GIVEN INSTRUCTION
Starting with the line that contains "Where can you find the sliced strawberry", set down each line through the end of the entries below, exactly and with nothing added.

[Coordinate annotation records]
--------------------------------------------------

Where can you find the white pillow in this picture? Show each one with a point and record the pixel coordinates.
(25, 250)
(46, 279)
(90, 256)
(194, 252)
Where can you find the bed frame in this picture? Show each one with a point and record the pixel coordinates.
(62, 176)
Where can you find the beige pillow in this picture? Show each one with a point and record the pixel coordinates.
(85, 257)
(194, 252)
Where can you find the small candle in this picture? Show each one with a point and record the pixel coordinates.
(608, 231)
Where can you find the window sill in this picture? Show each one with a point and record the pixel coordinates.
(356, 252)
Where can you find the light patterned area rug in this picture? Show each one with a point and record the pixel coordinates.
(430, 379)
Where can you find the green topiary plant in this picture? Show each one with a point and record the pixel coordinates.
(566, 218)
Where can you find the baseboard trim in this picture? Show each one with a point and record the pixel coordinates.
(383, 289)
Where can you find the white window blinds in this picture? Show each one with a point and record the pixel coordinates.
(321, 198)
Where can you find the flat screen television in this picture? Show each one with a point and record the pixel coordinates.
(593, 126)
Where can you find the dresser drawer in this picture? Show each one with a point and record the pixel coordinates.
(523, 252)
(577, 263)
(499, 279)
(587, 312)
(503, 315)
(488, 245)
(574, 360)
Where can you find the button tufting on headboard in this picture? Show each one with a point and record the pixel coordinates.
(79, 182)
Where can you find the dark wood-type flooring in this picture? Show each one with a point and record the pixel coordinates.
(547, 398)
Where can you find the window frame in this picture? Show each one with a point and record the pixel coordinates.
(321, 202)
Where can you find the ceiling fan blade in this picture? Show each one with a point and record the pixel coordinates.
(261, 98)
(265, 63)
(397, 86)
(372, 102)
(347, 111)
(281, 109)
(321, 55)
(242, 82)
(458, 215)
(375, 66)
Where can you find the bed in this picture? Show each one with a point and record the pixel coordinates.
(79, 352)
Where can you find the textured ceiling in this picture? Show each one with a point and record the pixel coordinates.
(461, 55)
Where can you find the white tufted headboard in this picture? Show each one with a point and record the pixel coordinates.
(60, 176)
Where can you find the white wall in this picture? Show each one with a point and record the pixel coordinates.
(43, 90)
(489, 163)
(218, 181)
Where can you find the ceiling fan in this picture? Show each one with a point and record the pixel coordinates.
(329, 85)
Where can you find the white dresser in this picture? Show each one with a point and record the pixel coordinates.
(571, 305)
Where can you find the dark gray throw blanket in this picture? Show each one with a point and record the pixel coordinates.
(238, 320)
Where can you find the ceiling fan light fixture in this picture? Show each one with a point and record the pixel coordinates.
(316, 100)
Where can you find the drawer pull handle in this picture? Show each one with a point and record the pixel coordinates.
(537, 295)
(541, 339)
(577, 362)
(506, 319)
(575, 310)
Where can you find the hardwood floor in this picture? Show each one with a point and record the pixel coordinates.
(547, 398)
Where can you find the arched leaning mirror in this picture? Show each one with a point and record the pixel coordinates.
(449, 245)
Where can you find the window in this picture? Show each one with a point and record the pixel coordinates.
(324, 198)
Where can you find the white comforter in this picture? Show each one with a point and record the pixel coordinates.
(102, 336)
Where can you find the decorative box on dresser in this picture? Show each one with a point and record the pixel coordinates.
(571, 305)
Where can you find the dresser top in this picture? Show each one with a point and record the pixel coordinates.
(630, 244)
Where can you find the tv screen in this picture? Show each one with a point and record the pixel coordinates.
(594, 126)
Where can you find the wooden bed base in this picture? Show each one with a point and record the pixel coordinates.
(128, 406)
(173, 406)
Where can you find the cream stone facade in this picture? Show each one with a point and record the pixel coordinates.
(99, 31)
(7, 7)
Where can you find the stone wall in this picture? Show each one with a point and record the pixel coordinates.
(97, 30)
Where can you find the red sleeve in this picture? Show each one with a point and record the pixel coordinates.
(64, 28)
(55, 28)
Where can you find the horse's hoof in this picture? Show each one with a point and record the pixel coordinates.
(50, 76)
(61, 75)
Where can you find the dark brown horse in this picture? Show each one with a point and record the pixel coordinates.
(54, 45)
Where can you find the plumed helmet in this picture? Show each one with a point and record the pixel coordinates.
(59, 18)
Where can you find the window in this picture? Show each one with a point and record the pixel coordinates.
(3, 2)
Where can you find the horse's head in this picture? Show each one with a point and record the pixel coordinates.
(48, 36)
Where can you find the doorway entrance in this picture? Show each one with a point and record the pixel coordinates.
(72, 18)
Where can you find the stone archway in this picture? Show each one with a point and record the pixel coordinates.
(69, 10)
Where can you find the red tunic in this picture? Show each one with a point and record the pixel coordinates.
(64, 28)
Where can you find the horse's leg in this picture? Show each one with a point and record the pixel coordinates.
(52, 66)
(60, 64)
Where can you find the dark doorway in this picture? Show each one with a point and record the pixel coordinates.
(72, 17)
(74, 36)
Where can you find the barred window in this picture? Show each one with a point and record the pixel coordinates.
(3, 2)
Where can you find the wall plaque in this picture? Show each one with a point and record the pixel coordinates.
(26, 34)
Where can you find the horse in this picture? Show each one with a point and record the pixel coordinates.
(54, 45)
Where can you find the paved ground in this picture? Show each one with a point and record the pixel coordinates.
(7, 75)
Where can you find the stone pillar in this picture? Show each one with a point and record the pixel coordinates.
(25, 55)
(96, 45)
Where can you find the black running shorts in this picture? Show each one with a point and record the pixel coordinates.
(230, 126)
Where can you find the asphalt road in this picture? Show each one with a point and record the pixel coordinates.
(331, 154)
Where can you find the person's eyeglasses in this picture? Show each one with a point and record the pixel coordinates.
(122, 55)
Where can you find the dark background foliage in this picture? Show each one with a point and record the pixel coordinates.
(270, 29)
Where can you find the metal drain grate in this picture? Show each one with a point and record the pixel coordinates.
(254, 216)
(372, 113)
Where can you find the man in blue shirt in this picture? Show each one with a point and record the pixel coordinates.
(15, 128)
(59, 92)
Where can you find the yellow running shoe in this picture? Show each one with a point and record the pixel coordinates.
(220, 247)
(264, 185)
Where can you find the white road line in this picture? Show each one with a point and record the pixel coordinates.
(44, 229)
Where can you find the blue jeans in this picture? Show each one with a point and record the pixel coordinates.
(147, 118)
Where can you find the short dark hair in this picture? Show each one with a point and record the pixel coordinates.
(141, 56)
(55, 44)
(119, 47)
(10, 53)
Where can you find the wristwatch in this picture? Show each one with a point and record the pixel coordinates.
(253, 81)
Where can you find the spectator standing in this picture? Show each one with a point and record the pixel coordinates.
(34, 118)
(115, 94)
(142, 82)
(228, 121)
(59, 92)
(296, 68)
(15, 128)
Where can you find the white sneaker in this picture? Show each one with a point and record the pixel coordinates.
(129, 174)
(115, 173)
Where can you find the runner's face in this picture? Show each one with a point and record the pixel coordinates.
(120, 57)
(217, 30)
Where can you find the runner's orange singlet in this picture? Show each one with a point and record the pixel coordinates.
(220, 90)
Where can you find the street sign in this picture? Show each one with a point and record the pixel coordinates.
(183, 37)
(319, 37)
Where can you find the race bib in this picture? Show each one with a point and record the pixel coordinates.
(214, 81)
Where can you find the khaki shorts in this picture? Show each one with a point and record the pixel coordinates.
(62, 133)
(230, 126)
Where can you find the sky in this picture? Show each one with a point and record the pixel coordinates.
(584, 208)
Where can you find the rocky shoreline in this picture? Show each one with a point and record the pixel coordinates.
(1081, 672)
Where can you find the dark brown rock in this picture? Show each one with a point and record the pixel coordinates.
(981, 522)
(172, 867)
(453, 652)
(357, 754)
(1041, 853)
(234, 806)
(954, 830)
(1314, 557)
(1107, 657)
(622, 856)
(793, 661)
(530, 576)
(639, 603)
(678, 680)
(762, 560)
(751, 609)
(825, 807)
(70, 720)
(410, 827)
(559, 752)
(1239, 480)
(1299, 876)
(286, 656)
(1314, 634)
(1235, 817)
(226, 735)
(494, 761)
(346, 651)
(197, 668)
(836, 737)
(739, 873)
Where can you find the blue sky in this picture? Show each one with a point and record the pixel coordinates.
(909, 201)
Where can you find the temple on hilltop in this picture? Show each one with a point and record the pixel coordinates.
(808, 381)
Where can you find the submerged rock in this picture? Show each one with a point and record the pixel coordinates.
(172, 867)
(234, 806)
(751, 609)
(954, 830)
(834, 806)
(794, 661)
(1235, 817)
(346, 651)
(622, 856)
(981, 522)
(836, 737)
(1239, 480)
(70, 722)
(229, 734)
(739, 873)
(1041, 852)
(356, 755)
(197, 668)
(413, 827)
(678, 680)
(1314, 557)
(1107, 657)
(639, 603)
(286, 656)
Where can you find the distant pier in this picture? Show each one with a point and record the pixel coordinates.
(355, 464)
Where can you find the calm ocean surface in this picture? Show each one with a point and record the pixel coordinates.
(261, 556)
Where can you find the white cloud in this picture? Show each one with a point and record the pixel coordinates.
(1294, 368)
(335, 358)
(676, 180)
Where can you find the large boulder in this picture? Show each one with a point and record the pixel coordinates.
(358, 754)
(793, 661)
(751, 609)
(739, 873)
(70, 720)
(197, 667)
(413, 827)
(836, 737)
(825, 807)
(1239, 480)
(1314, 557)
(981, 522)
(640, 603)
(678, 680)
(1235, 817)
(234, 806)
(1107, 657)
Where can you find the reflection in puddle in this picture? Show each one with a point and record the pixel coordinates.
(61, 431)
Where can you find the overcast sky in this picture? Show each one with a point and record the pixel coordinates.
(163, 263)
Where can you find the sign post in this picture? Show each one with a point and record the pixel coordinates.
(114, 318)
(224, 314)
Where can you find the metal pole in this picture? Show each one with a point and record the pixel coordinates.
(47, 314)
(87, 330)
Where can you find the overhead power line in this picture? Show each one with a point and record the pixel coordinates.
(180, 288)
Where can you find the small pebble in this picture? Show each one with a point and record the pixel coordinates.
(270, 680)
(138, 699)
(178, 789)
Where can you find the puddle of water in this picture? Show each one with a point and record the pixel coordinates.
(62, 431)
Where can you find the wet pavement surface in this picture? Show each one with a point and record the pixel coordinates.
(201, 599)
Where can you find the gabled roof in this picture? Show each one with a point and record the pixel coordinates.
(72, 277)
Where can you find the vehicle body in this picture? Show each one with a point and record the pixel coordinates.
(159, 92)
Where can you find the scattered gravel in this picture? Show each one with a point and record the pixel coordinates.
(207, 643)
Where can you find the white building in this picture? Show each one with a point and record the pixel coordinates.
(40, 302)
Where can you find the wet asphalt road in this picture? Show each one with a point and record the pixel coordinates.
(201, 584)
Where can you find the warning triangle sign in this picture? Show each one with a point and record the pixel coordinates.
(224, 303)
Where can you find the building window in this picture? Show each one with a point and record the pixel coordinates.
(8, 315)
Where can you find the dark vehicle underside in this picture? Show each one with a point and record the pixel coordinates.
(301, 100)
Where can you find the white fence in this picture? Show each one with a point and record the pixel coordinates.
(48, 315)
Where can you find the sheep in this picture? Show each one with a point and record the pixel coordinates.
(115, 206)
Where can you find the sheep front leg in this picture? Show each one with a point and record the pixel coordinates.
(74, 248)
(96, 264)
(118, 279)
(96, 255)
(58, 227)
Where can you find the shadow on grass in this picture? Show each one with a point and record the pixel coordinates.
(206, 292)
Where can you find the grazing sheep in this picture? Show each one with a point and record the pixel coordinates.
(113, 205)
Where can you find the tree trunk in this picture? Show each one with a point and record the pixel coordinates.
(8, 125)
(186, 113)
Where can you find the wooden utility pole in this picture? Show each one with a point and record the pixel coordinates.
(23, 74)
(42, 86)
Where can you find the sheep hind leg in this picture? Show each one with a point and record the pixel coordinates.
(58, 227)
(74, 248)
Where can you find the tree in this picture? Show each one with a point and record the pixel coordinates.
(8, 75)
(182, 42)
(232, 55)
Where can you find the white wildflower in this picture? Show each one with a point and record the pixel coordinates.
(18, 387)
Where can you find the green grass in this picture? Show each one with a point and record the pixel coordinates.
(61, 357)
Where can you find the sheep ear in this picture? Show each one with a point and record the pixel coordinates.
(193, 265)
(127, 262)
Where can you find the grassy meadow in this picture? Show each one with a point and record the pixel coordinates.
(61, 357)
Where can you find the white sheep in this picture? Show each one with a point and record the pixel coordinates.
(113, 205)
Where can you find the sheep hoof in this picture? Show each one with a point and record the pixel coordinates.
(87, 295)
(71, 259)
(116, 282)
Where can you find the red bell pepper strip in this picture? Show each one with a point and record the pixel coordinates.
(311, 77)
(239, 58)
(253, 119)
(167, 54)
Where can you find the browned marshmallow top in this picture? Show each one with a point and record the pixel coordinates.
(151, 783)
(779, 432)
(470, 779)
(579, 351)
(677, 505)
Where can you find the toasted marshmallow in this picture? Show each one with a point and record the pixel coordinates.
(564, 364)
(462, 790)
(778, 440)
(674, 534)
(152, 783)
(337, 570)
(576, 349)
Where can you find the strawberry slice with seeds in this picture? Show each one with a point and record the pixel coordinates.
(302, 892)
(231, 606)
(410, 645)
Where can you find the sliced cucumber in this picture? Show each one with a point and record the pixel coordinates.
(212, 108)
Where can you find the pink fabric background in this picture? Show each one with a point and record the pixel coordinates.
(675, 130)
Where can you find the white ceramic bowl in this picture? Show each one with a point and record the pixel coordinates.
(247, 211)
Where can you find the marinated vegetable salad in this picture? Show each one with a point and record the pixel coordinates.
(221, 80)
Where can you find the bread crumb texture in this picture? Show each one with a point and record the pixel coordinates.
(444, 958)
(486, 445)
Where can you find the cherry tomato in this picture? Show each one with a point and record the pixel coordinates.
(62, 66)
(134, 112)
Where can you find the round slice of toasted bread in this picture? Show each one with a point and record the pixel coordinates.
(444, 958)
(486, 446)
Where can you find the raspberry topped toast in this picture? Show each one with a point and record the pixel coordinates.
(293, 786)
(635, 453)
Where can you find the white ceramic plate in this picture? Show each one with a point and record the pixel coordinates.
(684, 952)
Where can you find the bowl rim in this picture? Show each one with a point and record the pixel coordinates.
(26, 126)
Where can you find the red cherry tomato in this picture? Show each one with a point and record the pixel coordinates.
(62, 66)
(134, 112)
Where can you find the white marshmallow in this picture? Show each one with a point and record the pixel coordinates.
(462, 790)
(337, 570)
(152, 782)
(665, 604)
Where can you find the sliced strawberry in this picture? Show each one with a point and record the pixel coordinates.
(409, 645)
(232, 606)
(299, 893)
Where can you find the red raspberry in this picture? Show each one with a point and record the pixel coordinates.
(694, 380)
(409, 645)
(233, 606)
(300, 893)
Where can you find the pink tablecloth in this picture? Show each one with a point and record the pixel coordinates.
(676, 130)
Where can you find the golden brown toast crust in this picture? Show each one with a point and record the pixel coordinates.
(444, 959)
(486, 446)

--------------------------------------------------

RESULT OF THE EXERCISE
Where can you find the sliced strawberry in this picture? Show each one with a point and record the pixel coordinates.
(409, 645)
(232, 606)
(299, 893)
Where can you find the red raspberry in this picture? Show each one with a point and record the pixel coordinates.
(694, 380)
(409, 645)
(233, 606)
(300, 893)
Where can you find the pink tablecloth in this picture? Show each one with a point and record the pixel coordinates.
(676, 130)
Where can you find the golden brown toast crust in this picture? Show each one with a point and record the pixel coordinates.
(444, 959)
(486, 446)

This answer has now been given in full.